Goal: Reproduce the stretch from "Traditional LoRA implementations" through "of weight matrices." in the text on LoRA rank assignment below, word for word.

Text:
Traditional LoRA implementations assign fixed or heuristically determined ranks to all adapted layers. Our method leverages Heavy-Tailed Self-Regularization (HT-SR) theory to:

  • 🔬 Analyze empirical spectral density (ESD) of weight matrices
  • 📊 Quantify layer importance using power-law exponents and eigenvalue outliers
  • ⚖️ Assign ranks dynamically based on mathematical principles
  • 🚀 Achieve superior performance with fewer trainable parameters

🔬 Methodology

Our approach is inspired by AlphaPruning and leverages insights from Heavy-Tailed Self-Regularization (HT-SR) theory to dynamically assign LoRA ranks based on spectral properties of weight matrices.

Spectral Analysis Pipeline

  1. Weight Matrix Correlation Analysis

    • For each layer's weight matrix W_l ∈ R^(M×N), compute correlation matrix X_l = W_l^T W_l
    • Extract eigenvalues to characterize the spectral properties
  2. Power-Law Alpha Estimation (α_hill)

    • Use Hill estimator with median method to estimate power-law exponent
    • α_hill = 1 + k / Σ(ln(λ_i / λ_threshold)) where k = ⌈n/2⌉
    • Lower α values indicate more heavy-tailed distributions (well-structured layers)
    • Higher α values suggest layers needing more adaptation
  3. Marchenko-Pastur Spike Detection

    • Calculate theoretical bulk edge: λ_max^MP = σ_MP² (1 + 1/√Q)²
    • Count eigenvalues exceeding this threshold (spectral spikes)
    • Fewer spikes indicate layers with less learned structure

Adaptive Rank Assignment Strategy

Step 1: Metric Normalization

α_hill_norm = (α_hill - min(α_hill)) / (max(α_hill) - min(α_hill) + ε)
N_s_norm = 1 - (N_s - min(N_s)) / (max(N_s) - min(N_s) + ε)

Data:

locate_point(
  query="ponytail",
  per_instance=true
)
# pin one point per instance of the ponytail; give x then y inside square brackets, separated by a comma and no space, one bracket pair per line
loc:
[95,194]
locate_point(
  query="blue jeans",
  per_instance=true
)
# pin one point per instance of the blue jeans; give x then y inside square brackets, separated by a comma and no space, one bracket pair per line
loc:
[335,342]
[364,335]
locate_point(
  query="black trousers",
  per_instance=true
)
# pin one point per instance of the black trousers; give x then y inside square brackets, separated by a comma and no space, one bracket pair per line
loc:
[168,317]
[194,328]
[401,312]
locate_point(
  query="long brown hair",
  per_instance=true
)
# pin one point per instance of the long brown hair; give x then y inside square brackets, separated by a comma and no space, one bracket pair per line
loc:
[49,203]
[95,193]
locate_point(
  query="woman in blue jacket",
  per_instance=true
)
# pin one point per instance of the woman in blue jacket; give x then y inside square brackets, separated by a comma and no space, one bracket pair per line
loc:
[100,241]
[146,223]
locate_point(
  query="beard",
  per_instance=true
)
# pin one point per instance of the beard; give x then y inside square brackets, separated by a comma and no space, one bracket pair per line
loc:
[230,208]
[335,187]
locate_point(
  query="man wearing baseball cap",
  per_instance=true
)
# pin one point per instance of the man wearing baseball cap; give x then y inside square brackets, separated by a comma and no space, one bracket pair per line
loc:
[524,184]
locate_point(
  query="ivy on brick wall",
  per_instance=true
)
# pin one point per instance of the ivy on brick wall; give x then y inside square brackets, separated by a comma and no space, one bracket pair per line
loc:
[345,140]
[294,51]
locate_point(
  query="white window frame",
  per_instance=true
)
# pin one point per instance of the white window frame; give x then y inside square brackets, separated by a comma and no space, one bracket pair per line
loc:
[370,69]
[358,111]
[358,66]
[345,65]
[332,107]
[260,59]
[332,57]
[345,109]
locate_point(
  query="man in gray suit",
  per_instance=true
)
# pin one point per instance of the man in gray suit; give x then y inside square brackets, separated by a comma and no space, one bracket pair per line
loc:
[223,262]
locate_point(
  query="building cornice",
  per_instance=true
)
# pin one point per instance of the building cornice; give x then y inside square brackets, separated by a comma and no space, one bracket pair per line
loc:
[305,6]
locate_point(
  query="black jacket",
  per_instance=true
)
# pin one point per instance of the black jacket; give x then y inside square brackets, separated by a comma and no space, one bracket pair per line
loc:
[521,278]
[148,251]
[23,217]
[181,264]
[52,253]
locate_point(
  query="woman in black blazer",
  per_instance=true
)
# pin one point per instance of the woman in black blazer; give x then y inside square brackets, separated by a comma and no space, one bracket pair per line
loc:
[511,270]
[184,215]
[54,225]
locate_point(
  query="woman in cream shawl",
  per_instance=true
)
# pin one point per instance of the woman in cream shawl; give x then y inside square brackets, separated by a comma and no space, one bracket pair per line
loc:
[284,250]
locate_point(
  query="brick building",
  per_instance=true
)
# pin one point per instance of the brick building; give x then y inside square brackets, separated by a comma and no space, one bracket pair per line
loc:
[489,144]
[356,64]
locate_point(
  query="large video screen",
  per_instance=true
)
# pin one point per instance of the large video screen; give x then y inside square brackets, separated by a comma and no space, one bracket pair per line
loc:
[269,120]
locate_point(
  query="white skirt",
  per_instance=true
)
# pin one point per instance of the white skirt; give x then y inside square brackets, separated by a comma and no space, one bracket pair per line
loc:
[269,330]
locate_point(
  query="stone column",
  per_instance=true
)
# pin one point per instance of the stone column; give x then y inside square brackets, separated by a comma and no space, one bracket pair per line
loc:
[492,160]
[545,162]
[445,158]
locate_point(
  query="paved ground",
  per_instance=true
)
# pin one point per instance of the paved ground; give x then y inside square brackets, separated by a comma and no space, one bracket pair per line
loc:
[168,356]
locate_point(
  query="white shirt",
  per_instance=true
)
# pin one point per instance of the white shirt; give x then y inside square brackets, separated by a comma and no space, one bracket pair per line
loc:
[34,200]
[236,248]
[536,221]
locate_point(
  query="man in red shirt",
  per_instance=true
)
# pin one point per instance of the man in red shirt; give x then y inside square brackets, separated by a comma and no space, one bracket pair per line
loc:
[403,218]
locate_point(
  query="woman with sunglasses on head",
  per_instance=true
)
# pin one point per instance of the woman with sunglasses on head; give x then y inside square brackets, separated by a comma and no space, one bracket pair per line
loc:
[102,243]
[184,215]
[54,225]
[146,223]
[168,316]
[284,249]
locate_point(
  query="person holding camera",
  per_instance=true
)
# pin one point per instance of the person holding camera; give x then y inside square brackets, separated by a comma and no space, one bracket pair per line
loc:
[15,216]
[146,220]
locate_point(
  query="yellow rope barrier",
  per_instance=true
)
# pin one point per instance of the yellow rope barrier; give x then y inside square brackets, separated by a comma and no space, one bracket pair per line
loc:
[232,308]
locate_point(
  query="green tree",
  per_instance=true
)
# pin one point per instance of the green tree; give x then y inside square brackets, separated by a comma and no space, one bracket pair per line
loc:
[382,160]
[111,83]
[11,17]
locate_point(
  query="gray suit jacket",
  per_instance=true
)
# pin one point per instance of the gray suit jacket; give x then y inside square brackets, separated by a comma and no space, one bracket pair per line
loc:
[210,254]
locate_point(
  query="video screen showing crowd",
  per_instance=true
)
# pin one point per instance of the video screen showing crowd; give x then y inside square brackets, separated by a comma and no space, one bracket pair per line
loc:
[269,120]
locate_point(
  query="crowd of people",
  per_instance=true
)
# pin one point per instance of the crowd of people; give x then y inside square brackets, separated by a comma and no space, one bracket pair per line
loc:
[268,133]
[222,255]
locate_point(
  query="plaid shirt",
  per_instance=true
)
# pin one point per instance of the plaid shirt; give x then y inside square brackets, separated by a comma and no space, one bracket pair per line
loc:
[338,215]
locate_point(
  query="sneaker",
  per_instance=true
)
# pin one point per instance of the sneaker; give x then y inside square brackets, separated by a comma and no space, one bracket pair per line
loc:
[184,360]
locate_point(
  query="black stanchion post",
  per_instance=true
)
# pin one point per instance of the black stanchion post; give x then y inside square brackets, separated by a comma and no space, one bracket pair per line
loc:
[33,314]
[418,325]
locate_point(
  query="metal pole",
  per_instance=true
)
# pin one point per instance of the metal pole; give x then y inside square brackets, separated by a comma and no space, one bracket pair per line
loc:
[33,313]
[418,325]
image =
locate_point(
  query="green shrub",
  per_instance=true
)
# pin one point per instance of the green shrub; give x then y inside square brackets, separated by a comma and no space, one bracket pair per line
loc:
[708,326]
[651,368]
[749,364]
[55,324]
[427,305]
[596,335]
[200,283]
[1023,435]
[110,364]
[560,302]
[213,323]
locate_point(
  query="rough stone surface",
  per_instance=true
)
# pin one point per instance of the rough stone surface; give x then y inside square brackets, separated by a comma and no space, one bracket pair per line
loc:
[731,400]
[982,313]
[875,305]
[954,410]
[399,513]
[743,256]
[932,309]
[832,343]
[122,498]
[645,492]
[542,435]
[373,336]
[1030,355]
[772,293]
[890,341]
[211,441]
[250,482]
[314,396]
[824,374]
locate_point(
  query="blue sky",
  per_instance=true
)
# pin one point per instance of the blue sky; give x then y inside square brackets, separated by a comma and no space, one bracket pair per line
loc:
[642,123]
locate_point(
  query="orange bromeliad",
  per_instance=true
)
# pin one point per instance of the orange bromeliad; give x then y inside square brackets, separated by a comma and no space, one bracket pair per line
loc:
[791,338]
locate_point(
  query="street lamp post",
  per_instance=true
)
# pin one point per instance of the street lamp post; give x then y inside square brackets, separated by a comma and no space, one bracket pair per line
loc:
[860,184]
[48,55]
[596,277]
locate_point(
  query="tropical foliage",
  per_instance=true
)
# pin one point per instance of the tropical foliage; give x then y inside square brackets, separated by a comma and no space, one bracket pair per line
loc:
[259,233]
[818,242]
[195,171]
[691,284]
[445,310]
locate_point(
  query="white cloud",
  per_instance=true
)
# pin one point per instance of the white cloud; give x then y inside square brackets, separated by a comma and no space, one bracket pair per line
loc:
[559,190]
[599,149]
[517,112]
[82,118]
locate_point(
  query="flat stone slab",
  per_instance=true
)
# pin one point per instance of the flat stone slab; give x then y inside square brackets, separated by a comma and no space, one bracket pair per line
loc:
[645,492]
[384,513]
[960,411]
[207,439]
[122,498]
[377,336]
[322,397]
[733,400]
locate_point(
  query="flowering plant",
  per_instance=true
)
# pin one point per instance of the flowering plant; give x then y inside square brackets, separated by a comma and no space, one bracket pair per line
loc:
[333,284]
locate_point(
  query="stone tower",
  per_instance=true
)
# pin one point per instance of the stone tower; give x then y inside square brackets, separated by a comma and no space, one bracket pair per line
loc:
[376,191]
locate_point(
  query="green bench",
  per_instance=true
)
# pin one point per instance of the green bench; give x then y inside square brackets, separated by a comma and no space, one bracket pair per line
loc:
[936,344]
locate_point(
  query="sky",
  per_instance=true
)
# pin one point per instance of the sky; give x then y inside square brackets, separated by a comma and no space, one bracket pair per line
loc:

Correct result:
Traditional LoRA implementations assign fixed or heuristically determined ranks to all adapted layers. Our method leverages Heavy-Tailed Self-Regularization (HT-SR) theory to:

  • 🔬 Analyze empirical spectral density (ESD) of weight matrices
  • 📊 Quantify layer importance using power-law exponents and eigenvalue outliers
  • ⚖️ Assign ranks dynamically based on mathematical principles
  • 🚀 Achieve superior performance with fewer trainable parameters

🔬 Methodology

Our approach is inspired by AlphaPruning and leverages insights from Heavy-Tailed Self-Regularization (HT-SR) theory to dynamically assign LoRA ranks based on spectral properties of weight matrices.